▶ **Source text**:

··········

Researchers studying 22 wildly diverse aquatic creatures -- some who last shared a common ancestor half a billion years ago -- have discovered that they evolved to swim with the same stroke to maximize their speed. This mode of swimming emerged multiple times independently across both invertebrate and bony swimmers alike, according to findings published in PLOS Biology last month.
“Why do you see the same traits, such as the camera-lens eye or wings, in animals that are so different and have no common ancestor with that trait?” Northwestern University’s Malcolm MacIver says in a news release. “It is because there is a finite number of ways to really do something well. In our study, we have quantified how an unusual group of swimming animals optimizes force and, therefore, speed.” The black ghost knifefish (pictured above) and the Persian carpet flatworm, for example, shared a common ancestor 550 million years ago.
So, the Northwestern team led by MacIver and Neelesh Patankar used computer models, a robotic knifefish called Ghostbot, and videos of (real) fish to study 22 so-called “median/paired fin” swimmers. Unlike trout and salmon -- who swim by moving their tails and the rear half of their bodies -- these swimmers have elongated fins that run the length of their body. The fins undulate lengthwise (creating ripples) and also oscillate side to side. This fluttery, wavy, widespread form of locomotion is used by animals ranging from cuttlefish to triggerfish to rays. Watch this very cool compilation video below to see what I’m talking about:
The team discovered that the relationship between the length of the undulation and the sideways movement is fixed: Specifically, the length of one undulation divided by the average amplitude of the sideways movement is always a ratio of 20. They call this recurring ratio, the optimal specific wavelength. “Chance does play a role in these animals -- they don’t all adhere exactly to the optimal number 20 -- but there is a point where variability can become deadly, that swimming with the wrong mechanics means you waste energy and won’t survive,” MacIver explains. “The ratio of 20 is best.”
In this remarkable example of convergent evolution, animals from three phyla -- flatworms, mollusks, and chordates -- independently arrived at the same speed-maximizing solution. Furthermore, those 22 critters belong to eight different clades, or groups of organisms that stem from one common ancestor. That means this pattern of swimming emerged eight times.
“Technically, it’s chance versus physics,” Patankar adds. “Chance offers many possibilities as to how a fish can swim, but physics and the animal’s environment puts constraints on these possibilities. In this case, the selection pressure is very high, pushing the animal to one particular solution, and necessity triumphs.”

··········

▶ **Material shown**:
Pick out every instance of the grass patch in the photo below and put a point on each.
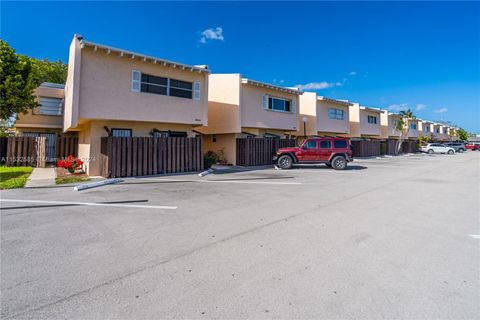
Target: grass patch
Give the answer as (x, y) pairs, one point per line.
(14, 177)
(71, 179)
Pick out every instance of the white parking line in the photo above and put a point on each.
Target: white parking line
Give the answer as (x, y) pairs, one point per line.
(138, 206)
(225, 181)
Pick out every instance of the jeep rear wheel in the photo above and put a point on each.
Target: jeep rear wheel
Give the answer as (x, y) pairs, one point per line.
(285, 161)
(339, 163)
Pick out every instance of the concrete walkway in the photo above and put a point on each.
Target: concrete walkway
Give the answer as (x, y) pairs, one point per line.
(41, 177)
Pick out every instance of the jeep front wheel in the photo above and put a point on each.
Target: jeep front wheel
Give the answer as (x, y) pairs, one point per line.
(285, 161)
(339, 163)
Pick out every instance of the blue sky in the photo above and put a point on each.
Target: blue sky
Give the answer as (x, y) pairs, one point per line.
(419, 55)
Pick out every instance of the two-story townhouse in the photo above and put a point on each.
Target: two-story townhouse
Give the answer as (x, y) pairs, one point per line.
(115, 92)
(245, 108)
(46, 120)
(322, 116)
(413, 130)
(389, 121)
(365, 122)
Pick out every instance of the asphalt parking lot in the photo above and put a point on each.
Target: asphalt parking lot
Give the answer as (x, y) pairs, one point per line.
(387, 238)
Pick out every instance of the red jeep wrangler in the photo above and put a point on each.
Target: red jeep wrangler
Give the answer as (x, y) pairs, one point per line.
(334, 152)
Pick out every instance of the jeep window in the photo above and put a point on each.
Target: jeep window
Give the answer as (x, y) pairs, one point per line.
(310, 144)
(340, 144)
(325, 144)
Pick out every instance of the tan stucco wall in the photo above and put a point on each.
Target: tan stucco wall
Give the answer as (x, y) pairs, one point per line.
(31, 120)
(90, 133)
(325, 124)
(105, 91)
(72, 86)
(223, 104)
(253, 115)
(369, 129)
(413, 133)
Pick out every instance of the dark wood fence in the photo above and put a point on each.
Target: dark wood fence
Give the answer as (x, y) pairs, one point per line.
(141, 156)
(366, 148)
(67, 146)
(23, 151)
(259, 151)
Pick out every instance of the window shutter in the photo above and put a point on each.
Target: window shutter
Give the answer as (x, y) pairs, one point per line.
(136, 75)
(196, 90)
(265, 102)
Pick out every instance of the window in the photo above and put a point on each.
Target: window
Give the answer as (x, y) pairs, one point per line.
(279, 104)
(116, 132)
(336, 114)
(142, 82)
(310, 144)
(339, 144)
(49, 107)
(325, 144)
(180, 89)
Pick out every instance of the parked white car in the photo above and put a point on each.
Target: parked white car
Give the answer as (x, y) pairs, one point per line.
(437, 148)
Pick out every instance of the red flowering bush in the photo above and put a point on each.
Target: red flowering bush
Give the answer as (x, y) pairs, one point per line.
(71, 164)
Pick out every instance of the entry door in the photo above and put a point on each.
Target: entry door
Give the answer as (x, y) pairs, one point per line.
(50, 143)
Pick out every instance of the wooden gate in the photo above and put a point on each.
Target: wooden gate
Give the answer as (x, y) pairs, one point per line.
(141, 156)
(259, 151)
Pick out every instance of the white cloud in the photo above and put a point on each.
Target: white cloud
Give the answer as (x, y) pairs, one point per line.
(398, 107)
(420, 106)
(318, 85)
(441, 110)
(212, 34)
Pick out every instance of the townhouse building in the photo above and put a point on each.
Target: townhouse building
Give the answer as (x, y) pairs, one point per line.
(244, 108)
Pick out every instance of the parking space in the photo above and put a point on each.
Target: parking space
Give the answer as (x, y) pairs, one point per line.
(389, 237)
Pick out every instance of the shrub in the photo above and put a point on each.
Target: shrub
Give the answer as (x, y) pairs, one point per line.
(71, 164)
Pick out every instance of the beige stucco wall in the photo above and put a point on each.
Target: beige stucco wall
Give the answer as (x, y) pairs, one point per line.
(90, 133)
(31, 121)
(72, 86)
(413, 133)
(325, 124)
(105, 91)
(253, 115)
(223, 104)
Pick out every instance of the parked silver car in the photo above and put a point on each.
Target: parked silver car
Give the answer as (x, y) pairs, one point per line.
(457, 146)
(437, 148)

··········

▶ **Work instruction 1**: In the swimming article, what name do the researchers give to the recurring ratio of 20?
▶ **Work instruction 2**: List the phyla that the swimming article says independently arrived at the same speed-maximizing swimming solution.

▶ **Task output 1**: They call it the optimal specific wavelength.

▶ **Task output 2**: Flatworms, mollusks, and chordates.